# Suche: Audio SFX Samples für Webmaster oder Animatoren!



## Profundi (17. November 2008)

Hallo, ich bin neu auf dem Web-Designer Gebiet und suche deswegen...

...Audio SFX Samples (z.B. WeltRaumEffecte, Metall-Effekte, Elektronik-Sounds etc...) die ich leicht zusammen kombinieren kann ohne grosses rumwerkeln an der Datei selbst! Direkt entweder per Drag&Drop in ein Audio-Schnitt Programm z.B. Magix Music Maker oder Cubase...

Wenn das Produkt auch eine eigene Programmfläche hat wäre das mir sogar lieber!

Je nach dem was es so gibt 

Ich danke im Voraus!

DATENAUSZUG

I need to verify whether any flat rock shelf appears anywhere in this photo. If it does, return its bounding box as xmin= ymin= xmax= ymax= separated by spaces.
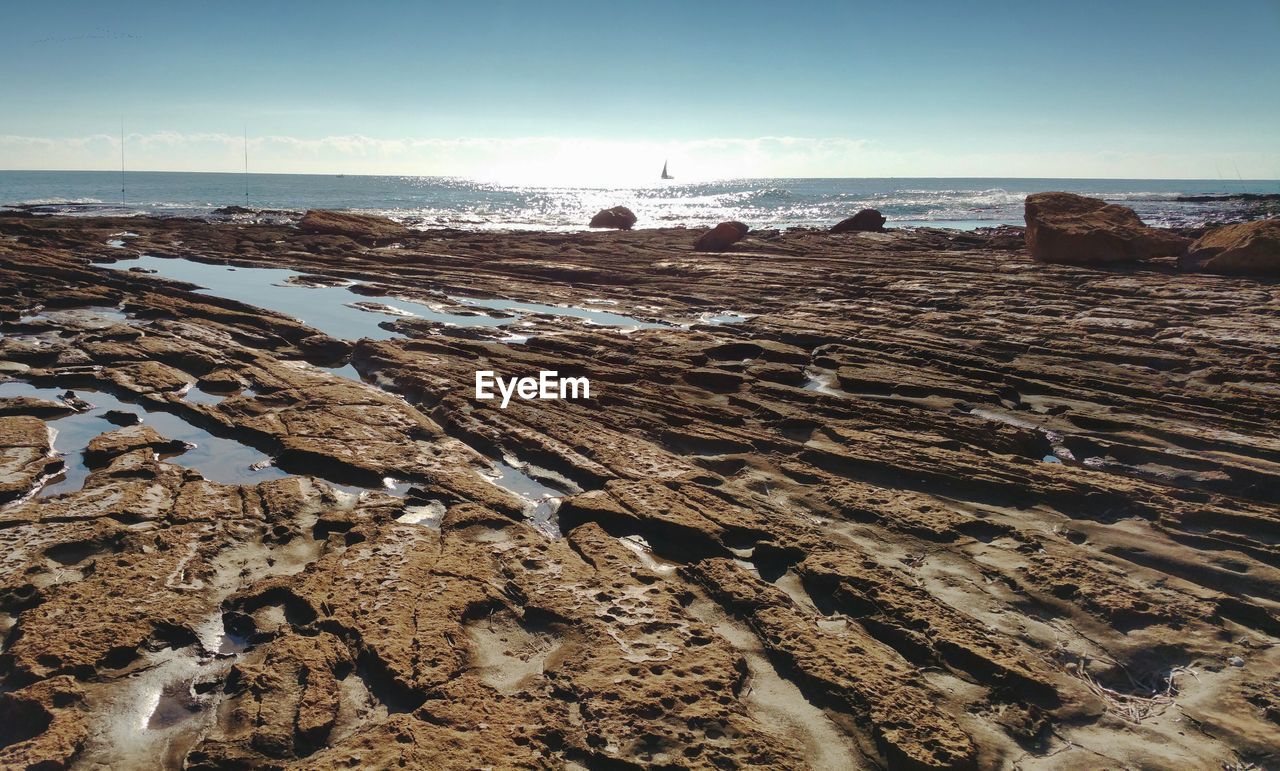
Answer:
xmin=0 ymin=215 xmax=1280 ymax=770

WORUM ES GEHT
Setze den Forumsbeitrag über die Suche nach Audio-SFX-Samples fort und schließe direkt an seinen letzten Satz an.

SCHRIFTLICHE ANTWORT
Profundi


----------



## Gewürzwiesel (17. November 2008)

Ich denke mal, dass das Thema eher in den Audio Bereich passt 
http://www.videocopilot.net/products/dsfx/


----------



## Maik (18. November 2008)

Hi,

und was haben "Audio SFX Samples" mit der Auszeichnungssprache HTML zu tun?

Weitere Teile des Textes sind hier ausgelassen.